▶ Excerpt:
^^^^^^^^^^^^^^^^
Originally Posted by *grendal82002* 
I dont know if this has been dicussed before, but one of they many reasons parents circumcise boys if because of the cleanliness issue and the eas factor. They dont want to pull back the foreskin and clean it. They feel its too much work and too invasive and its much easier to have it cicumcised. Yet today they way doctors are circumcising boys, the information they get on cleaning their child (however wrong it may be) is to pull back the remaining foreskin and wipe it. This is kind of a paradox to me, they are circ'ing because they want to avoid this, yet they have to do it anyway. Don't they see a correlation here? This world confuses the hell out of me.
Because at the same time when you leave the child intact your not suppose to pull it back so it ends up being less work and much much easier.

I dont undertand this world.

That's really interesting. Could you give me some sources to look at on this one? I didn't know that in most or all circs, that they normally left a piece of the foreskin there. That would be a GREAT argument against circ!
^^^^^^^^^^^^^^^^
▶ Records provided:
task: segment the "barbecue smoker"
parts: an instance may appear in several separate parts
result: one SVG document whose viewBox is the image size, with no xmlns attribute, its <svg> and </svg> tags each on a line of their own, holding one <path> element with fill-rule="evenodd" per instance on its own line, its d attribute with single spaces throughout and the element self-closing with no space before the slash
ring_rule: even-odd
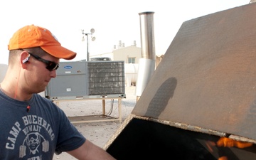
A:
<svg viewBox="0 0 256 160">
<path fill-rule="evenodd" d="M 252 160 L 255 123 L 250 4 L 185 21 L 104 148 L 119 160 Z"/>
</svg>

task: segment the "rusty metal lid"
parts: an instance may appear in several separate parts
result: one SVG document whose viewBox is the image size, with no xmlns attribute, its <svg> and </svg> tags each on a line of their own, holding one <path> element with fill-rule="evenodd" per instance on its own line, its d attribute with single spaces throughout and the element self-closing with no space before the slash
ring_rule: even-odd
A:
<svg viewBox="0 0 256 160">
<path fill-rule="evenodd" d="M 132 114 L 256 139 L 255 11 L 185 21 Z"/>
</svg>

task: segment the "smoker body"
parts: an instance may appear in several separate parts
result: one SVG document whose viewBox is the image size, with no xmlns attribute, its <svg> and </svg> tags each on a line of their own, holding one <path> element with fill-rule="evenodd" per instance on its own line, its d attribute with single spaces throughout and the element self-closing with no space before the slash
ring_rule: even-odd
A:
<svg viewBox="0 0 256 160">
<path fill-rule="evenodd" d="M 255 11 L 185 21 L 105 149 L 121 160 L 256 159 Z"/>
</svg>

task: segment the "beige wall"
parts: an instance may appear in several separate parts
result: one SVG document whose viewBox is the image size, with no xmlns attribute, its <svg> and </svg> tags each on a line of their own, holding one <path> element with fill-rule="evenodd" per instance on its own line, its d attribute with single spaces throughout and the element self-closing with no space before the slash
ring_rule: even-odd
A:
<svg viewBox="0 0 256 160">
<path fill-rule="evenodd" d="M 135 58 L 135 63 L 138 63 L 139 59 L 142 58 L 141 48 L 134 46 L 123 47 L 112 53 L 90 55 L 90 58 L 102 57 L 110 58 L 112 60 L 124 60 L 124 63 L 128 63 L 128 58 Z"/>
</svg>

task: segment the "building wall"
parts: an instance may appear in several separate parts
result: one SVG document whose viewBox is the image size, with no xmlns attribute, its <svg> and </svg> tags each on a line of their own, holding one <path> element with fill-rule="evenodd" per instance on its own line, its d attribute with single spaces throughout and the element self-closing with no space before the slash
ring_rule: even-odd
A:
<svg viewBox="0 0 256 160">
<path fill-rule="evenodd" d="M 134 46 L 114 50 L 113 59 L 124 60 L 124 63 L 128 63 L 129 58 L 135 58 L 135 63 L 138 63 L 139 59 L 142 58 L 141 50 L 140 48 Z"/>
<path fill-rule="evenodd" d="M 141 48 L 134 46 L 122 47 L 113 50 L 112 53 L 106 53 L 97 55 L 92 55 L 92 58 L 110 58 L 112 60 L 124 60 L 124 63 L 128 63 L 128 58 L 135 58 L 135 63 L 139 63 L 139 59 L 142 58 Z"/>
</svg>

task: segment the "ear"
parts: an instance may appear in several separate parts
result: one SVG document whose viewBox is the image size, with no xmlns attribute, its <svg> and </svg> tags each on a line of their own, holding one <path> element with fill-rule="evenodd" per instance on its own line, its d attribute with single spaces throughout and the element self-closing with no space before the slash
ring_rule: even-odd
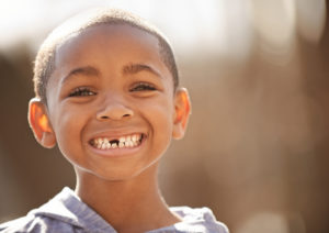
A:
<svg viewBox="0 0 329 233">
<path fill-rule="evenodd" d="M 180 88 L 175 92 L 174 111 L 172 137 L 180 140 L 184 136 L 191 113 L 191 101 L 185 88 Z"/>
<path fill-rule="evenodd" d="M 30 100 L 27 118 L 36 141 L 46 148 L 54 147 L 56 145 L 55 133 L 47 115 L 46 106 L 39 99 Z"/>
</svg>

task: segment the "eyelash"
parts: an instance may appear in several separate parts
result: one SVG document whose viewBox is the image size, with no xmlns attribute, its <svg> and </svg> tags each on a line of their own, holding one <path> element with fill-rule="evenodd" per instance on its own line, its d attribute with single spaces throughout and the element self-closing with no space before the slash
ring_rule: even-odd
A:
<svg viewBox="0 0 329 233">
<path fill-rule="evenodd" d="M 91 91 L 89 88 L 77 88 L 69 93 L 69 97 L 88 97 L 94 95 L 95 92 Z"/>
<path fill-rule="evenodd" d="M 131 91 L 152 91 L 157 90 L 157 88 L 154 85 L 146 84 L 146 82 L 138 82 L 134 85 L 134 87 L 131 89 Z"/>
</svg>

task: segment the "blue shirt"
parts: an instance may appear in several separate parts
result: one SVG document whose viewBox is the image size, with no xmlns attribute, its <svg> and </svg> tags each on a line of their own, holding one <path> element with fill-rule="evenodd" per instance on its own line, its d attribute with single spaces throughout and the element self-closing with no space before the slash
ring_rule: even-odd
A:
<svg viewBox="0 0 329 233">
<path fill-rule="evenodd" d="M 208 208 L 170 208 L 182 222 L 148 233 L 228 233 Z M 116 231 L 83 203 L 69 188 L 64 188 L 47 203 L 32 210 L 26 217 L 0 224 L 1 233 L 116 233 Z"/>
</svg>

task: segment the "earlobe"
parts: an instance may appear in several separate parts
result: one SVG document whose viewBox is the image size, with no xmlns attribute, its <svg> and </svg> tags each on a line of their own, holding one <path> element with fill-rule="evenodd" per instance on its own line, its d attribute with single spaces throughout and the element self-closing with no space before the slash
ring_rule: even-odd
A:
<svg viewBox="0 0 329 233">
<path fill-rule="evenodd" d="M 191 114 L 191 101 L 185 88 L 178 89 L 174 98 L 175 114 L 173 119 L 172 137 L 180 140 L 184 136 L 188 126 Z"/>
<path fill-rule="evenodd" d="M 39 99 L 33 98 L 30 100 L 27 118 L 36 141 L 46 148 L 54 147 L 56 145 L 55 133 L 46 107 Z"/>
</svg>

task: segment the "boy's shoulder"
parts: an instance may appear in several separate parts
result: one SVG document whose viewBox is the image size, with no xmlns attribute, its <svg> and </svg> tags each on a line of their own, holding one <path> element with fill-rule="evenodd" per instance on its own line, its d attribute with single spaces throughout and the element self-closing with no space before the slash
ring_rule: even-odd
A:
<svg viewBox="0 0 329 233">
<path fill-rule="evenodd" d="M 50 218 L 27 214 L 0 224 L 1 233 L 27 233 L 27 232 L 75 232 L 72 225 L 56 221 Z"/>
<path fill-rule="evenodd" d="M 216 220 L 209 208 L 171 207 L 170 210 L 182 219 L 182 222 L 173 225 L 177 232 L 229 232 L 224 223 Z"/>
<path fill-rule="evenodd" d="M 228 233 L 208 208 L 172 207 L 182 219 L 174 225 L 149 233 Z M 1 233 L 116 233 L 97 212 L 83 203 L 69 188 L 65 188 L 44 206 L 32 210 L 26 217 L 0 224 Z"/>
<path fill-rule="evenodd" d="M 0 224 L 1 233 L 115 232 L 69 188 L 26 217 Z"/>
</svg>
^^^^^^^^^^^^^^^^
▶ Problems to work on:
A - In the circumcision thread, what cleaning instruction does the first post say parents of circumcised boys are given?
B - Please say whether each statement agrees with the circumcision thread, answering yes or no and quoting the deciding words: (i) The thread says an intact child's foreskin is not supposed to be pulled back. (ii) The final reply asks for sources. (iii) The final reply says its writer already knew that a piece of foreskin is normally left after circumcision.

▶ Outputs for the tasks:
A - They are told to pull back the remaining foreskin and wipe it.

B -
(i) Yes: "when you leave the child intact your not suppose to pull it back"
(ii) Yes: "Could you give me some sources to look at on this one?"
(iii) No: "I didn't know that in most or all circs, that they normally left a piece of the foreskin there."